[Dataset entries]
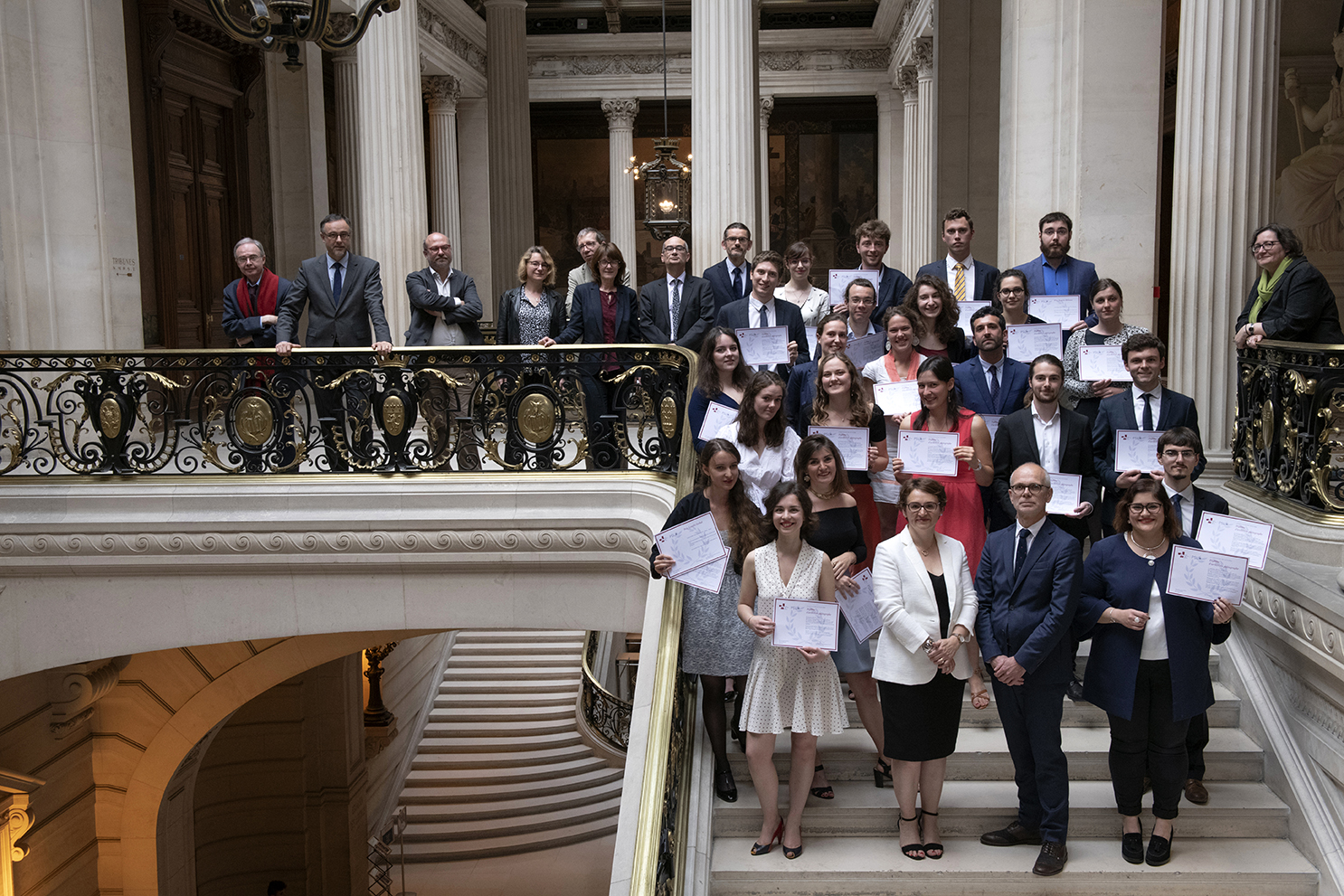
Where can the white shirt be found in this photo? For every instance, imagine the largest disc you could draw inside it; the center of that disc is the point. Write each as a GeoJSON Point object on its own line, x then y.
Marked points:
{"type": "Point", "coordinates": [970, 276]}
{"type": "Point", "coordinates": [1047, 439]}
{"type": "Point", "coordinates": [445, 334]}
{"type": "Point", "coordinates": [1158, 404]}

==

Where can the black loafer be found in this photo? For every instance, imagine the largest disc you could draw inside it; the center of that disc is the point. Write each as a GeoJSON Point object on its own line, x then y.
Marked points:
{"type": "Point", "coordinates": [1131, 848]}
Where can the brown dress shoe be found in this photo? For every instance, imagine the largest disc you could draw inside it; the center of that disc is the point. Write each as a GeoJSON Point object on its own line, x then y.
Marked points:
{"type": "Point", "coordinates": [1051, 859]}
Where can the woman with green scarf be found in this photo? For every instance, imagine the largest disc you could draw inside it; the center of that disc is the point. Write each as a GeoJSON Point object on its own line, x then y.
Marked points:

...

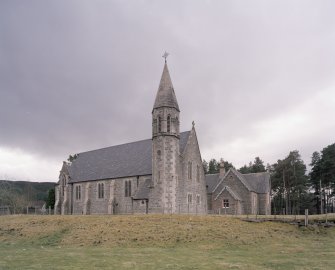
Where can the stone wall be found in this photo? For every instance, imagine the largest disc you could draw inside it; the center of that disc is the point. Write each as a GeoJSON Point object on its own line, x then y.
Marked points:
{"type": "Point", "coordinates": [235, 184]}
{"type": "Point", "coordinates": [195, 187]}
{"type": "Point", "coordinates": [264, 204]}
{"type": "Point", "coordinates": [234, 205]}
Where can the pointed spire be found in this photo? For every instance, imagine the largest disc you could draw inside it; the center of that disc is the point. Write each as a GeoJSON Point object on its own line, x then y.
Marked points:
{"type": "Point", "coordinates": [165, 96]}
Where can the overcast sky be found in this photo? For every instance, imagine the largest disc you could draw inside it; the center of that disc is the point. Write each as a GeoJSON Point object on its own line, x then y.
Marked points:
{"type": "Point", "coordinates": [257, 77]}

Task objective
Return every line of the listing above that contains the word "center", treating uppercase and lowercase as different.

Result of the exercise
Where can the white shirt be found in this photo? For every instance, imagine the largest disc you could draw inside it; the center of that disc is the point. Write each as a GeoJSON Point object on its own line, x then y.
Where can the black loafer be found in this photo? For every instance, imagine the largest disc you could draw inside it; the center of that disc is the point. Write each as a GeoJSON Point object on its own line, x then y.
Where can the brown dress shoe be found in this photo? For every instance, imagine the largest disc you could draw inside it; the center of that disc is the point. Write each as a GeoJSON Point object on its own line, x then y.
Where can the woman with green scarf be found in this photo? For every instance, imagine the largest disc you could draw inside it; the center of that disc is the point. Write each as a GeoJSON Point object on its own line, x then y.
Where can the stone wall be found in this photo? For every instance, imagine the largest disc you could draw inside it; the center of that disc is the point. Write each as a GeoJSON Point object on its own line, x then y.
Where can the pointed spire be found in this photo? For every instance, imagine the largest disc you could draw inside it; the center of that disc is the point. Write each as a GeoJSON Point object on its own line, x then y.
Where can the overcast sky be found in this photo? For every instance, imagine the largest disc you could draw inside it; the center of that disc is the point. Write each as a GeoJSON Point object on its own line, x then y.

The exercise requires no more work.